(A run of rows)
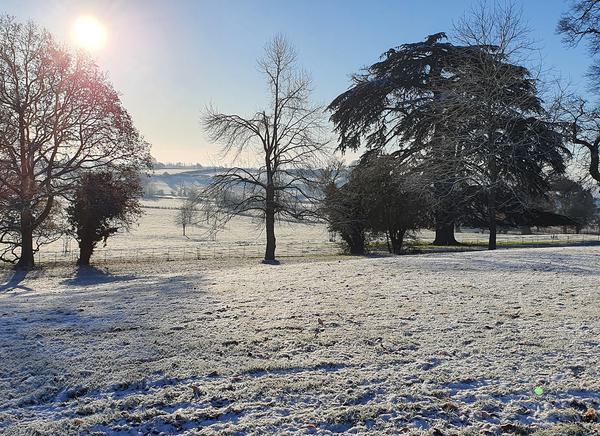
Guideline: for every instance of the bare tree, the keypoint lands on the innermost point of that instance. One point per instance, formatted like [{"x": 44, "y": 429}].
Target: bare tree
[
  {"x": 58, "y": 115},
  {"x": 188, "y": 213},
  {"x": 288, "y": 138},
  {"x": 580, "y": 122}
]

* Exercise: Rewrite the rows above with "bare tree" swapped for "leafless tree" and everything else unchanged. Omit the pictures from your answer.

* Full solution:
Guideline: for every instance of the leafless tree, the keypoint lands on the innermost point of that instance. One point per instance, formatted like [{"x": 44, "y": 429}].
Target: leafless tree
[
  {"x": 58, "y": 115},
  {"x": 188, "y": 213},
  {"x": 288, "y": 138},
  {"x": 580, "y": 122}
]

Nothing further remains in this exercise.